PROBLEM 1: Please duplicate the part of the court order excerpt starting at "[6] Even if" and ending at "right to it).".
PROBLEM 2: Condense the paragraph of the court order excerpt that begins "Mathias testified that Dou" into a short list of its main facts.
PROBLEM 3: According to the court order excerpt, who represents Koichi West's claim?

EXCERPT PROVIDED:
◆ ◆ ◆

SO ORDERED, this 5th day of June 2023.



OLDIAIS NGIRAIKELAU
Chief Justice, presiding


FRED M. ISAACS
Associate Justice


ALEXANDRO C. CASTRO
Associate Justice



[1] Koichi West passed away in 2012, but his daughter Karla West represents her late father’s claim.

[2] Under Palauan custom, this does not include the relatives who are the beneficiaries of the cheldecheduch such as Dou’s wife and their children, such as Inaria.

[3] Mathias testified that Dou was the biological son of Marchau, and was adopted by Kekereldil because Kekereldil was the daughter of Marchau’s maternal uncle. On the other hand, Ucherriang was the daughter of Ngebekai.

[4] Although the terms “res judicata” and “issue preclusion” are often used interchangeably, “true res judicata” is claim preclusion. Issue preclusion is more aptly called collateral estoppel. Salii v. Terekiu Clan, 19 ROP 166, 170 n. 2 (2012).

[5] We have previously recognized that a person who has authority to dispose of the land can decide to attribute the land to herself or himself. See e.g., Delbirt v. Ruluked, 13 ROP 10, 12 (2005).

[6] Even if there was testimony that, under custom, a biological relative had more authority over a deceased’s individual property than his adopted sibling, we are still doubtful that Umai (or any of her children—Mathias and Dilutelchii) can dictate the disposition of Lot 1247 where she failed to file a claim. See Ngirchokebai v. Reklai, 8 ROP Intrm. 151, 152 (2000) (ruling that heirs to property who fail to claim the property waive their right to it).

◆ ◆ ◆

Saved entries
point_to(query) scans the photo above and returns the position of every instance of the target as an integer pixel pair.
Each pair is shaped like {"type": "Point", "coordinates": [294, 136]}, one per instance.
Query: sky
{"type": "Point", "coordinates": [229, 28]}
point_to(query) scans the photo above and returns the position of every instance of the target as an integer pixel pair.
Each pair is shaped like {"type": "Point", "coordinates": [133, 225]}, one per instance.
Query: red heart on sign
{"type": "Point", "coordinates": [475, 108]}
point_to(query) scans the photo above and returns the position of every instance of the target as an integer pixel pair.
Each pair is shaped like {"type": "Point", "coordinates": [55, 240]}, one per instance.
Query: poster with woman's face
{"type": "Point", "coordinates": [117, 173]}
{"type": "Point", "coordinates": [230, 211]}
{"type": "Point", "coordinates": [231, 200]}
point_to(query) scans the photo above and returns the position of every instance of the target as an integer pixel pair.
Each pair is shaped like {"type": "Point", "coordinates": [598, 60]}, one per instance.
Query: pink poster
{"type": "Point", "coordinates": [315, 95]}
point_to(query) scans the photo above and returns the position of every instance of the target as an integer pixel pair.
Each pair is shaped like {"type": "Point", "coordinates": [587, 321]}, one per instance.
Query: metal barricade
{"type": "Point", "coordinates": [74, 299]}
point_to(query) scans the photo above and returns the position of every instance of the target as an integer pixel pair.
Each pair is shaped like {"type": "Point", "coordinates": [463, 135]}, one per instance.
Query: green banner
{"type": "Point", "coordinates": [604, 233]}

◆ ◆ ◆

YOUR SOLUTION 1:
[6] Even if there was testimony that, under custom, a biological relative had more authority over a deceased’s individual property than his adopted sibling, we are still doubtful that Umai (or any of her children—Mathias and Dilutelchii) can dictate the disposition of Lot 1247 where she failed to file a claim. See Ngirchokebai v. Reklai, 8 ROP Intrm. 151, 152 (2000) (ruling that heirs to property who fail to claim the property waive their right to it).

YOUR SOLUTION 2:
- Dou was Marchau's biological son.
- Kekereldil adopted Dou because she was the daughter of Marchau's maternal uncle.
- Ucherriang was the daughter of Ngebekai.

YOUR SOLUTION 3: His daughter, Karla West, represents his claim.